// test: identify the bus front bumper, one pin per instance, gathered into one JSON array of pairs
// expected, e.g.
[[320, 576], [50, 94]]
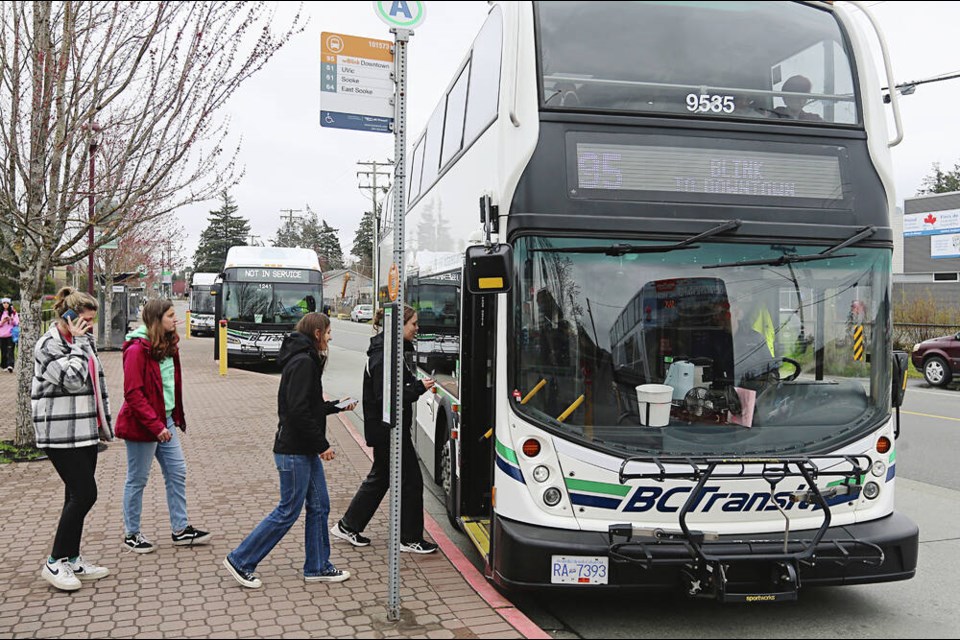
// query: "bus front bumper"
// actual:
[[523, 555]]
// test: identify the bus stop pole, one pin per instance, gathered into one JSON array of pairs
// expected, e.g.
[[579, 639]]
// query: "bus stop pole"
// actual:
[[223, 347], [401, 38]]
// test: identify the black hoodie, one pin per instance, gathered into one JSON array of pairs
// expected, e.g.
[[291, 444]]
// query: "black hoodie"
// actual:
[[302, 429], [374, 429]]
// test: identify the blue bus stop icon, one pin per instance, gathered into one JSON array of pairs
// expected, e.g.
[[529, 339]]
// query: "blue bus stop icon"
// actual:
[[400, 14]]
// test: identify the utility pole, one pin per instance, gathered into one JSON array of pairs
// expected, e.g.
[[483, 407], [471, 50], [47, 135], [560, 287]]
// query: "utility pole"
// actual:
[[372, 173], [168, 265]]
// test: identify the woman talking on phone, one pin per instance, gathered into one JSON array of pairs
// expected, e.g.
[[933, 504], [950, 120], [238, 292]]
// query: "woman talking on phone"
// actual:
[[71, 415]]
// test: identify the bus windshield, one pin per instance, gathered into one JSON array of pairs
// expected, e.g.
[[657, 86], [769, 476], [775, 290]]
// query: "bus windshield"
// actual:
[[788, 356], [777, 61], [269, 303], [200, 299]]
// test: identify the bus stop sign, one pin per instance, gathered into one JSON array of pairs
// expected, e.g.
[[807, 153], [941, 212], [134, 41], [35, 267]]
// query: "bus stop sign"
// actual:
[[402, 15]]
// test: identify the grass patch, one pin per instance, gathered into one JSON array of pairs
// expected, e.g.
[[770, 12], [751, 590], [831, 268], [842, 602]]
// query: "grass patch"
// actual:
[[10, 452]]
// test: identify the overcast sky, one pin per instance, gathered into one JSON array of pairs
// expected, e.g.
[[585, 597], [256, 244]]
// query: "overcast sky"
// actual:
[[291, 161]]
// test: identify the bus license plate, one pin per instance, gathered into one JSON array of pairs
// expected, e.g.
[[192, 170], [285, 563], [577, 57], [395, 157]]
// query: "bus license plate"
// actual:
[[579, 570]]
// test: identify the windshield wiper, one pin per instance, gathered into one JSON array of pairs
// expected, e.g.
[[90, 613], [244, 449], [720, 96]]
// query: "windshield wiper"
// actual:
[[620, 249], [829, 252]]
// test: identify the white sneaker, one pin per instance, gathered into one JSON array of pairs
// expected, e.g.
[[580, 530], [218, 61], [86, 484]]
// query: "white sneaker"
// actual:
[[60, 574], [85, 571]]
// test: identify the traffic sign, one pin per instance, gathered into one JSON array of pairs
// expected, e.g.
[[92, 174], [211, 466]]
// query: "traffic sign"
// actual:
[[356, 83], [402, 15]]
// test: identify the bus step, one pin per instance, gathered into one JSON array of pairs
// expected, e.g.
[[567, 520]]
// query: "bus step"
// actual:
[[478, 530]]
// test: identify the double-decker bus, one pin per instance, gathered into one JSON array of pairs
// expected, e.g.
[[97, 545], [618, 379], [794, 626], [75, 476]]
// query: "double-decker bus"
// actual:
[[694, 196], [264, 293], [202, 307]]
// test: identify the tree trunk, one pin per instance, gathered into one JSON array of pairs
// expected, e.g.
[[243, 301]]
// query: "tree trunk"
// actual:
[[31, 328], [107, 311]]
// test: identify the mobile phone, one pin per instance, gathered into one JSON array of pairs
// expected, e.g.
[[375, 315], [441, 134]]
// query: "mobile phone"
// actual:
[[346, 402]]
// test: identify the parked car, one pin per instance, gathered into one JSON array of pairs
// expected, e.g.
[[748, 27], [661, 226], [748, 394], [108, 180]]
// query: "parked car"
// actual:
[[938, 359], [362, 313]]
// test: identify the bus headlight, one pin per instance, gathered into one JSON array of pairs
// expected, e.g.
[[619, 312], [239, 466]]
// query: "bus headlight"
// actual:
[[541, 473], [551, 497]]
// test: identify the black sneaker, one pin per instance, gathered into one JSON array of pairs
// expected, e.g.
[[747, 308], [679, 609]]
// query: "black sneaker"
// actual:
[[352, 537], [333, 575], [420, 546], [138, 544], [247, 580], [189, 537]]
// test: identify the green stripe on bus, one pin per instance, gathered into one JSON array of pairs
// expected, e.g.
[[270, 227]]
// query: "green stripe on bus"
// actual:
[[507, 453], [597, 487]]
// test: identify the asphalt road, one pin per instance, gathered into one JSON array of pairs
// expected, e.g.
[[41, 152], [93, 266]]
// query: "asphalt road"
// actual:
[[928, 490]]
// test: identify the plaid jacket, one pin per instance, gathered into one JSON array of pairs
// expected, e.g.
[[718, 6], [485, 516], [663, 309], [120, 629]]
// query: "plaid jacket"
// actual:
[[64, 410]]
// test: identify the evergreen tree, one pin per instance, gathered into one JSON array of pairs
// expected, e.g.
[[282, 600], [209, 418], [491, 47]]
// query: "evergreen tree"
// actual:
[[363, 243], [289, 234], [941, 181], [225, 230], [327, 246]]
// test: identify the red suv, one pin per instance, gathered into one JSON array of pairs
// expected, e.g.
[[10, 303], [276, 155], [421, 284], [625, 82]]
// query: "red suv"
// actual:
[[938, 358]]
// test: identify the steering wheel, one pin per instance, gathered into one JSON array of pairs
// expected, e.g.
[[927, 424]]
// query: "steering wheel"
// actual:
[[796, 369]]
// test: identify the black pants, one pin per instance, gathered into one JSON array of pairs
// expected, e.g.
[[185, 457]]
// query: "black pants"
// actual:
[[76, 468], [376, 485], [6, 352]]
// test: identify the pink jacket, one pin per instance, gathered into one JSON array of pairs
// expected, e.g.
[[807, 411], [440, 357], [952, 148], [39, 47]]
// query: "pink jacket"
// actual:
[[6, 328], [143, 416]]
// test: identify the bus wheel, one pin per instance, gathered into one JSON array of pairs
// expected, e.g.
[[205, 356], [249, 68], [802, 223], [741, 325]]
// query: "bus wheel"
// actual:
[[447, 477]]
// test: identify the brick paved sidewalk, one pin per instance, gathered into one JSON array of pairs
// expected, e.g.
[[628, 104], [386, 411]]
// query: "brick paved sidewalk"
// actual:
[[231, 485]]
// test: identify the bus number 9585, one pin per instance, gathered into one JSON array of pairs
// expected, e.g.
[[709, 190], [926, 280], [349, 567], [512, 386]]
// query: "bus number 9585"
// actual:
[[705, 103]]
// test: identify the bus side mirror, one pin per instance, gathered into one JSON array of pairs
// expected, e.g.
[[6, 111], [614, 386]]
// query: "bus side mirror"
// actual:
[[901, 361], [489, 270]]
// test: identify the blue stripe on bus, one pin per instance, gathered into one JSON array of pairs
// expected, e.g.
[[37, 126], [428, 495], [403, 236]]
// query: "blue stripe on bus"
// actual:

#####

What the task requires —
Output, unchanged, the lines from the line with "the bus side" through the final line of the material.

Expected answer —
// test: identify the bus side mirror, one pin per instance, gathered into one JSON array of pairs
// expected, e.g.
[[6, 111], [614, 386]]
// query: "bus side mirror"
// actual:
[[901, 361], [489, 270]]
// test: identify the blue stripe on bus, one pin per instance, gathered into one JSON array of pairs
// expected, e.g.
[[37, 126], [428, 495], [403, 236]]
// query: "blue stripe on bus"
// actual:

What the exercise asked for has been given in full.